WHAT THE TASK ASKS
List every line below that contains the string "water".

Pointing records
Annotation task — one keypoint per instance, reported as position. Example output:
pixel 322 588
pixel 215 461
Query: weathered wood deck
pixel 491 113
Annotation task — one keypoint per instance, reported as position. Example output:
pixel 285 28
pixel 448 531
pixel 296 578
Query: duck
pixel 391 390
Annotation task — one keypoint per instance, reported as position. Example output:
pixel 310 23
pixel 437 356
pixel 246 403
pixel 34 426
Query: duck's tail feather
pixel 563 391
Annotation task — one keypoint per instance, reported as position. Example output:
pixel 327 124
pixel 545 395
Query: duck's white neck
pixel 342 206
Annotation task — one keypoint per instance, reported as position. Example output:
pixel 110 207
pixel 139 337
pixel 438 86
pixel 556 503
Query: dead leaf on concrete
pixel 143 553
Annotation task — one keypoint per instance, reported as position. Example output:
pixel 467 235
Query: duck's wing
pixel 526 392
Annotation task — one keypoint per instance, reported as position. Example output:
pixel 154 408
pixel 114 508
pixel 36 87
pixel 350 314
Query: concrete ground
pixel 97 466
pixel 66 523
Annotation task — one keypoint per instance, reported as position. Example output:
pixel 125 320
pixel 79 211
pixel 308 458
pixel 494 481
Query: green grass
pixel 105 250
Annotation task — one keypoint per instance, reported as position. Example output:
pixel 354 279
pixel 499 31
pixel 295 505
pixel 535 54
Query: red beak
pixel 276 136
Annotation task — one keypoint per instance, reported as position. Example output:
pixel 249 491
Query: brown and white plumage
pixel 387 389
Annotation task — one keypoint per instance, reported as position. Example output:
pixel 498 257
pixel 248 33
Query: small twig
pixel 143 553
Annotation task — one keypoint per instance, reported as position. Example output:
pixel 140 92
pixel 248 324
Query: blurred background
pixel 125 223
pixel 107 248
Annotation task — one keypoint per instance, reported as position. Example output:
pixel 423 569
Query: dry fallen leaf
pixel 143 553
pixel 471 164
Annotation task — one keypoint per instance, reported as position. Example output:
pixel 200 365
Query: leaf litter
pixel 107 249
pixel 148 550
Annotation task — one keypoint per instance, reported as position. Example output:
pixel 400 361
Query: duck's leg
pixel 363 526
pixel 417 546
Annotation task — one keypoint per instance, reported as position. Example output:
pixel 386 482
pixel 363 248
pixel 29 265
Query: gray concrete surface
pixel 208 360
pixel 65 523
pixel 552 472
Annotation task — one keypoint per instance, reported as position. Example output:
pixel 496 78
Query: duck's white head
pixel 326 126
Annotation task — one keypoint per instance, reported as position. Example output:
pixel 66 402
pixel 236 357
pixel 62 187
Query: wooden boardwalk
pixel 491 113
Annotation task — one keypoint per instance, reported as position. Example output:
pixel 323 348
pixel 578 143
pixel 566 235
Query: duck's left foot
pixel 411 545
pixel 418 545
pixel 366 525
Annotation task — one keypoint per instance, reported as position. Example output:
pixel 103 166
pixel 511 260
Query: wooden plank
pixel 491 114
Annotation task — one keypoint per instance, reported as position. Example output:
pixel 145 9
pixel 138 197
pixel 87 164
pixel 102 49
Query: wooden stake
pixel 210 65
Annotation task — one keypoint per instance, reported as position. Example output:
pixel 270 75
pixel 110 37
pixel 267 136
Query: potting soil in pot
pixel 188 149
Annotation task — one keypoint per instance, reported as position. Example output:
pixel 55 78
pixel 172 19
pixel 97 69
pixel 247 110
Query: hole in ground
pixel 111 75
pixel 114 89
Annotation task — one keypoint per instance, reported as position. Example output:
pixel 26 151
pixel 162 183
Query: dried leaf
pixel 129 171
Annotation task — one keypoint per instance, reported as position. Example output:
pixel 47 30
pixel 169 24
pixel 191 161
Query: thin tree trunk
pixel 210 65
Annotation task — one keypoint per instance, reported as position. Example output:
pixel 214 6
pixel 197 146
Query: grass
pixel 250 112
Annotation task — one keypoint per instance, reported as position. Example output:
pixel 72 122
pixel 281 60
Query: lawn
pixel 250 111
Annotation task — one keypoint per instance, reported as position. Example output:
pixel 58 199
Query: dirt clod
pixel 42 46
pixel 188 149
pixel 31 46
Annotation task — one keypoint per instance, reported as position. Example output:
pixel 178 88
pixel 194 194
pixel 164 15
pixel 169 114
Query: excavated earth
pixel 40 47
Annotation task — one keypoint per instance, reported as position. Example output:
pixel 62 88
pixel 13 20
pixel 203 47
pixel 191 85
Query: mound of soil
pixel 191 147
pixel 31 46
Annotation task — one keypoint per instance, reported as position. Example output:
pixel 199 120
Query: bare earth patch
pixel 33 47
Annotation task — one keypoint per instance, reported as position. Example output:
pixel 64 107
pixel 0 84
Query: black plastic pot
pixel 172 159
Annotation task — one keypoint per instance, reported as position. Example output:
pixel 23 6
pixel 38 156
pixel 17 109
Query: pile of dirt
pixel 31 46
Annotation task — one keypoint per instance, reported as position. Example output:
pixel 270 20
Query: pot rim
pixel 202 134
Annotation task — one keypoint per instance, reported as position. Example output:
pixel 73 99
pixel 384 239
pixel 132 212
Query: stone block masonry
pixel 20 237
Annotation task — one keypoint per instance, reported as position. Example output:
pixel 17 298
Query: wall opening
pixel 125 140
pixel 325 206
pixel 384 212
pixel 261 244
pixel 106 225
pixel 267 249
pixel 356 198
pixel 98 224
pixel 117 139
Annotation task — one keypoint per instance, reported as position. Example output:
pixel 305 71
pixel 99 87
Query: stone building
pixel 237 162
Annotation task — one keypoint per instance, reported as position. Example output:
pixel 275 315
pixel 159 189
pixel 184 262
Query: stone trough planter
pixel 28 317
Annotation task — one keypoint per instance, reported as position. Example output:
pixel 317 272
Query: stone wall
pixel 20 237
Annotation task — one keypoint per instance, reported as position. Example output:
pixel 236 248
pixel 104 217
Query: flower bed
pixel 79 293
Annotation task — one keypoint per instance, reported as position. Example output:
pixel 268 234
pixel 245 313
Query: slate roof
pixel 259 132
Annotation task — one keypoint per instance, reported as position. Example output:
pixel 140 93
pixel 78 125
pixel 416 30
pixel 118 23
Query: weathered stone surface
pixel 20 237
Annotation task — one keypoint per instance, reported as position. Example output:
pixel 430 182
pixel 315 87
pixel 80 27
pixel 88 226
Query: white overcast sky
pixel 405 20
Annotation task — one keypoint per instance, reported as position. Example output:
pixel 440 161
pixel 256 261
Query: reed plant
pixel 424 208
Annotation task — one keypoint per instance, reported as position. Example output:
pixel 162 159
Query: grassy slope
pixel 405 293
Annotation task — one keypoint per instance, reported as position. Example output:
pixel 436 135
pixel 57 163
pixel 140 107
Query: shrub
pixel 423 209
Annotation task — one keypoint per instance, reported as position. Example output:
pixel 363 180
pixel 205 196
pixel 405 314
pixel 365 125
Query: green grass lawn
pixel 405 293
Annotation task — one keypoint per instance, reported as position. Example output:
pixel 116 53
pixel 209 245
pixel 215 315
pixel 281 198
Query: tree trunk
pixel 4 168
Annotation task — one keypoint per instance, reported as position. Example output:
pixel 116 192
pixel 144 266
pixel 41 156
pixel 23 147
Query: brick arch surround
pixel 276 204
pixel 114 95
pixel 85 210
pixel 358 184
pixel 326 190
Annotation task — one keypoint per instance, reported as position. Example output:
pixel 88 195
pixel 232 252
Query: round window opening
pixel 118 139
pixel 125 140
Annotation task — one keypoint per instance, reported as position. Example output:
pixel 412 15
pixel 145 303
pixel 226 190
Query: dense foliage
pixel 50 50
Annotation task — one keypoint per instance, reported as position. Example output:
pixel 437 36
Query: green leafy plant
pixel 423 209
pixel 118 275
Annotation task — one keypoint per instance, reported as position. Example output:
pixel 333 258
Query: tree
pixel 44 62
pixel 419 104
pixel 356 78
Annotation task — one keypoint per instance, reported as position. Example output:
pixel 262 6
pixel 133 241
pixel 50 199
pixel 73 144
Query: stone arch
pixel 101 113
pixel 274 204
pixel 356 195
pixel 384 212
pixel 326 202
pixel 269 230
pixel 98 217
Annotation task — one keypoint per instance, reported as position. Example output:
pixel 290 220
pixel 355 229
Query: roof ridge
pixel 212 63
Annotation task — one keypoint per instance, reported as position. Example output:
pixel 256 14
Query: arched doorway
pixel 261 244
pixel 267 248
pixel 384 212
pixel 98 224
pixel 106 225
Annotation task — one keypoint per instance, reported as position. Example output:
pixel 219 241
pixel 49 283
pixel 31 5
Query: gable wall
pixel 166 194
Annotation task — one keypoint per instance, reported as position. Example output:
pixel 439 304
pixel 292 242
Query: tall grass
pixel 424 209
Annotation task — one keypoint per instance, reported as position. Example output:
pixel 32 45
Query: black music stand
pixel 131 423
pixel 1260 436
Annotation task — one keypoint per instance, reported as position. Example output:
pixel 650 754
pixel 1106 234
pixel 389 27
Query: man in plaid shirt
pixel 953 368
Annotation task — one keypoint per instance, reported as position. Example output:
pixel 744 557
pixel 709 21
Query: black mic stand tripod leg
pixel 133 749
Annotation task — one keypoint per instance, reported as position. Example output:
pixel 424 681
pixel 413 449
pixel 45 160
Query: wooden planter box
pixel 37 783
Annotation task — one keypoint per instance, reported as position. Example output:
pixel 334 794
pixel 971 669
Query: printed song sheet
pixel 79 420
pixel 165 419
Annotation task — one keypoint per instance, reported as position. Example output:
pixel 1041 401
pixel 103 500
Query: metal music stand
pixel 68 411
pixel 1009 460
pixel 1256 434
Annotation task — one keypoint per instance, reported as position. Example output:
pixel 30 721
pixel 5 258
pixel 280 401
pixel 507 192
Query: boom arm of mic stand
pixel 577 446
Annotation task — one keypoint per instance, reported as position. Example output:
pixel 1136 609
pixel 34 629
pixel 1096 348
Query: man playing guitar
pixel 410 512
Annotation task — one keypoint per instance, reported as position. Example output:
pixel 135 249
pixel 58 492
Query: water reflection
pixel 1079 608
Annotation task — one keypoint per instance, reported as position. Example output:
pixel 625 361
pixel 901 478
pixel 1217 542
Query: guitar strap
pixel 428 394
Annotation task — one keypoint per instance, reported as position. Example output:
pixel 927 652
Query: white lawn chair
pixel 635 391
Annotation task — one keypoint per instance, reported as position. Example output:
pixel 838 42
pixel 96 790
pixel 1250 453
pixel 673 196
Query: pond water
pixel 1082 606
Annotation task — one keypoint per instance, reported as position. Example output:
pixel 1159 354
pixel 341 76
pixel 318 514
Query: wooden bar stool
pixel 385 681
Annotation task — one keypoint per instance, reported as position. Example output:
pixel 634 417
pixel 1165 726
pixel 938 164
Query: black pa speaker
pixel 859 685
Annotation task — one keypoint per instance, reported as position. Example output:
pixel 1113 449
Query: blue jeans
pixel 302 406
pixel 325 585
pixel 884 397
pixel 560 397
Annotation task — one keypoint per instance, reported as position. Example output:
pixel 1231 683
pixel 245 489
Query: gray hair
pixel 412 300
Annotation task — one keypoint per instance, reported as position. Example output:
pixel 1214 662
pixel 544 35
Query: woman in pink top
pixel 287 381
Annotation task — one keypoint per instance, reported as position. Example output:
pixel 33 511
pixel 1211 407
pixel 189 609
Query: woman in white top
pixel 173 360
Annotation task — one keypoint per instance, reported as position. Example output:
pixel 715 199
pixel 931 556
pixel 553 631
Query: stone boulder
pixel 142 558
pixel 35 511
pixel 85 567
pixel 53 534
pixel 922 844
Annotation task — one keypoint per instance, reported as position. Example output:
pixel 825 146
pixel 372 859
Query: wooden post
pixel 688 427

THE ANSWER
Query: water reflection
Query: pond water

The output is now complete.